• TEXTO PROPORCIONADO
•••

Gotita a gotita, los chicos se fueron abriendo con nosotros y conocer sus historias me dio una perspectiva completamente distinta. Éstos son muchachos que han deambulado entre aceras por más tiempo del que se imaginan, la mayoría llevan años sin pisar un aula. Ellos han tenido una existencia complicada y violenta. Ellos han sentido en su propia piel lo peor de nuestra especie y sus pulmones han absorbido la contaminación que destila el egoísmo y la agresividad.
Y antes de proseguir, rogaría que se abstengan de sentir pena, porque la pena es un sentimiento inútil, que nace de la culpa de saberse superior que otro.
Estos jovenzuelos, son personitas normales, tan ordinarios como tú y yo. No hay ningún ser humano mejor que otro.
Los chicos me han enseñado que el espíritu humano es incorruptible. Todos tenemos una brújula en el interior, un algo cálido y bueno que late en cada uno de nosotros. Y podemos desviarnos de esa calidez, alejarnos hacia lugares gélidos, extraviarnos en las cicatrices que deja la memoria y sufrir por la incertidumbre del futuro; pero nuestro corazón no puede perderse, y siempre que estemos dispuestos a regresar, tan solo tenemos que escuchar sus latidos.

•••

• ENTRADAS DEL LISTADO
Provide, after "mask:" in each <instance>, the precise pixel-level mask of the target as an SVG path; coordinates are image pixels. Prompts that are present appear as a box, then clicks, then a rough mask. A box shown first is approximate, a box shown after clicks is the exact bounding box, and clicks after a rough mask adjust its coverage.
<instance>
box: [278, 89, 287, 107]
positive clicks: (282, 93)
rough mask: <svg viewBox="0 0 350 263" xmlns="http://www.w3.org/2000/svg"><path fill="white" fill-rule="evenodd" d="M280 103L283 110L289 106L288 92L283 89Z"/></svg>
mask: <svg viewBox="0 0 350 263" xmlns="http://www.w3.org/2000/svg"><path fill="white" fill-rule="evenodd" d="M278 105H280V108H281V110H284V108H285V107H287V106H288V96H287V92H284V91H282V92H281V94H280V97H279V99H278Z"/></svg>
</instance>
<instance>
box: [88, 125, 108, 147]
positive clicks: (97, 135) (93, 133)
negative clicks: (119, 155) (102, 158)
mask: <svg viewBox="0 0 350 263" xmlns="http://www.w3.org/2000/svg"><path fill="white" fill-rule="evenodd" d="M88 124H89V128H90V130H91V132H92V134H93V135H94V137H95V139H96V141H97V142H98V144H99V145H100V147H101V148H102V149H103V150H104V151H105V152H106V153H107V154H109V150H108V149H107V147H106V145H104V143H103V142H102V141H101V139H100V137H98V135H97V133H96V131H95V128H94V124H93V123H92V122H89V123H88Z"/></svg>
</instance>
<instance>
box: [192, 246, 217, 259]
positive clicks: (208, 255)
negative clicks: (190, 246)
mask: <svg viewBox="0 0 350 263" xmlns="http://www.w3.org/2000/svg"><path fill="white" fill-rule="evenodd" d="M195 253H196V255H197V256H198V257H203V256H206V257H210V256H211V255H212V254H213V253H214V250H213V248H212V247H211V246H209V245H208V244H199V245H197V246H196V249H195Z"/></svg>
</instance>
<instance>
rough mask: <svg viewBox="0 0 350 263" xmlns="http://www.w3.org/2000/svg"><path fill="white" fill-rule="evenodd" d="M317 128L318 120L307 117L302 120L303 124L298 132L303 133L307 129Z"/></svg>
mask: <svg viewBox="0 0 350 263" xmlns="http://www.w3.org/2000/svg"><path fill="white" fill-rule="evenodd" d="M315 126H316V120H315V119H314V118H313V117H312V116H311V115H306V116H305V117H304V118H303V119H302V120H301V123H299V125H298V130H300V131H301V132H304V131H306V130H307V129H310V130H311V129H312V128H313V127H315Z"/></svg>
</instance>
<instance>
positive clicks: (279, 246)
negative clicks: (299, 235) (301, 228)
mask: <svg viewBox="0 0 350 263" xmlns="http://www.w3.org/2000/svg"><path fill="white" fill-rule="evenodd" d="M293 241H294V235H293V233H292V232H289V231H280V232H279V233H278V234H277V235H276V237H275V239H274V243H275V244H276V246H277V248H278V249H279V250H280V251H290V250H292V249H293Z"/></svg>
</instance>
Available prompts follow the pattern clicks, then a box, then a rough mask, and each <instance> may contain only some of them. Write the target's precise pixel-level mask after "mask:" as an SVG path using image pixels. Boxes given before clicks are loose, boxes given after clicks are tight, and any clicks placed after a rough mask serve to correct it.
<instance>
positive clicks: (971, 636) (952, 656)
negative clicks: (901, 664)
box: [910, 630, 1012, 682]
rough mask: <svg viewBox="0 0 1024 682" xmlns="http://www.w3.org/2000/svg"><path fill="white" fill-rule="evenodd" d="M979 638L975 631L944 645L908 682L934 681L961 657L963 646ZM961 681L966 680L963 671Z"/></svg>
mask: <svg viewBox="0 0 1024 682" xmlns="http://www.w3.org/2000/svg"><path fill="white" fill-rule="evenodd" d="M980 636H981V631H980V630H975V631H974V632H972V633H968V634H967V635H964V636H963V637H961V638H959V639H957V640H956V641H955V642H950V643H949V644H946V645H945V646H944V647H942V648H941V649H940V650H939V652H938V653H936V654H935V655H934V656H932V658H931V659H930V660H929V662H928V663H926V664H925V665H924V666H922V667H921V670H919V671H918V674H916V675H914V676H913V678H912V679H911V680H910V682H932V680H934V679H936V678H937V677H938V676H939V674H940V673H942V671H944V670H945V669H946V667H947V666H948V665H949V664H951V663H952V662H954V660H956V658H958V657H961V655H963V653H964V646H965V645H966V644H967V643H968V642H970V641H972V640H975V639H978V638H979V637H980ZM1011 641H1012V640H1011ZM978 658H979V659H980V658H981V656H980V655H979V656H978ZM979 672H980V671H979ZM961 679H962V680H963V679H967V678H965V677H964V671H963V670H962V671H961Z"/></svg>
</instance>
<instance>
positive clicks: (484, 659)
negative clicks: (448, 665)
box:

•••

Por favor, copia el texto proporcionado completo, sin alterar nada. El listado procede de otra fuente.

• RESULTADO DEL EJERCICIO
Gotita a gotita, los chicos se fueron abriendo con nosotros y conocer sus historias me dio una perspectiva completamente distinta. Éstos son muchachos que han deambulado entre aceras por más tiempo del que se imaginan, la mayoría llevan años sin pisar un aula. Ellos han tenido una existencia complicada y violenta. Ellos han sentido en su propia piel lo peor de nuestra especie y sus pulmones han absorbido la contaminación que destila el egoísmo y la agresividad.
Y antes de proseguir, rogaría que se abstengan de sentir pena, porque la pena es un sentimiento inútil, que nace de la culpa de saberse superior que otro.
Estos jovenzuelos, son personitas normales, tan ordinarios como tú y yo. No hay ningún ser humano mejor que otro.
Los chicos me han enseñado que el espíritu humano es incorruptible. Todos tenemos una brújula en el interior, un algo cálido y bueno que late en cada uno de nosotros. Y podemos desviarnos de esa calidez, alejarnos hacia lugares gélidos, extraviarnos en las cicatrices que deja la memoria y sufrir por la incertidumbre del futuro; pero nuestro corazón no puede perderse, y siempre que estemos dispuestos a regresar, tan solo tenemos que escuchar sus latidos.